What is asked → Reproduce all the entries below, substituting "cell phone" for every occurrence of "mobile phone" and keeping everything else the same.

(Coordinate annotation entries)
________
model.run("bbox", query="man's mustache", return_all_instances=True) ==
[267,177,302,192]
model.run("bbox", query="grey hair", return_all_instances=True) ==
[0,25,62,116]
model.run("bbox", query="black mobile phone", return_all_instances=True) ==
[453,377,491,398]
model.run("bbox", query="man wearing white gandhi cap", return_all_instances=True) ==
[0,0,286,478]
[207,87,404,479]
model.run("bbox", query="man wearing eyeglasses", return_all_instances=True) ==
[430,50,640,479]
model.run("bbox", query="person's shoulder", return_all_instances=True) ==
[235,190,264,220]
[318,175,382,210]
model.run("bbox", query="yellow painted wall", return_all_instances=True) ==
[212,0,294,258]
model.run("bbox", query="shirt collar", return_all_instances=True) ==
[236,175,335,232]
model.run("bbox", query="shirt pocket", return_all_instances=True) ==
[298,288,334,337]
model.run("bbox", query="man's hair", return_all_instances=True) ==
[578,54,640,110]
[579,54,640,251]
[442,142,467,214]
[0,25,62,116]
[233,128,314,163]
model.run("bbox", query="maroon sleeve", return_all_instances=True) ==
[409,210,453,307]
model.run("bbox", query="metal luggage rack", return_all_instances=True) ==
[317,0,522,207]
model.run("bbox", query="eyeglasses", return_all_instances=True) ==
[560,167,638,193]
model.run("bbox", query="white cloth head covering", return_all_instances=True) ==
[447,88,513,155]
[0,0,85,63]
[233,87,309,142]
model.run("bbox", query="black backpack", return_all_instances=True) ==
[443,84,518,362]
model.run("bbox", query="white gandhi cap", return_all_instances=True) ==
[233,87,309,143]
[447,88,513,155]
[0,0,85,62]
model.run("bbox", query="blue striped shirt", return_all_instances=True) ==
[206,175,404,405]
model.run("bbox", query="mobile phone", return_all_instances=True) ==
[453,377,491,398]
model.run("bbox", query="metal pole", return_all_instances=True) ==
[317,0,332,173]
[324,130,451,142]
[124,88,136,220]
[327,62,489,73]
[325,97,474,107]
________
Exercise response →
model.run("bbox", query="man's mustache", return_all_instances=True) ==
[267,177,302,192]
model.run("bbox", query="grey hair", return_all_instances=True) ==
[0,25,62,116]
model.run("bbox", query="black cell phone", return_all_instances=True) ==
[453,377,491,398]
model.run("bbox", query="man wearing white gandhi cap", return_all_instances=True) ==
[0,0,286,478]
[207,87,404,479]
model.run("bbox", query="man wearing eyeglasses", return_all_instances=True) ==
[430,50,640,479]
model.run("bbox", query="person's shoulder", return_all_instances=True) ==
[235,190,264,220]
[318,175,382,210]
model.run("bbox", query="yellow painted wall", return_all_instances=True) ==
[212,0,294,258]
model.run("bbox", query="shirt collar", return_all_instances=True) ==
[236,175,335,232]
model.run("bbox", query="shirt pocket", return_all_instances=True) ==
[298,288,334,337]
model.run("bbox", query="man's hair", return_all_instances=True) ==
[578,54,640,110]
[579,54,640,251]
[442,142,467,214]
[0,25,62,116]
[233,128,314,163]
model.run("bbox", query="maroon sleeve", return_all_instances=True) ==
[409,210,453,307]
model.run("bbox", query="metal luggage rack", return_all_instances=True) ==
[317,0,522,207]
model.run("bbox", query="eyeglasses", return_all_instances=True) ==
[560,167,638,193]
model.run("bbox", query="white cloth head covering", return_all_instances=True) ==
[447,88,513,155]
[0,0,85,63]
[233,87,309,142]
model.run("bbox", query="black backpack", return_all_instances=True) ==
[443,84,518,362]
model.run("bbox", query="white gandhi cap", return_all_instances=True) ==
[233,87,309,143]
[447,88,513,155]
[0,0,85,62]
model.run("bbox", query="blue striped shirt", return_all_instances=True) ==
[206,175,404,405]
model.run("bbox", query="cell phone", return_all_instances=True) ==
[453,377,491,398]
model.run("bbox", query="metal pole", return_all_instances=True) ==
[317,0,332,173]
[324,130,451,142]
[124,88,136,220]
[327,62,489,73]
[325,97,474,107]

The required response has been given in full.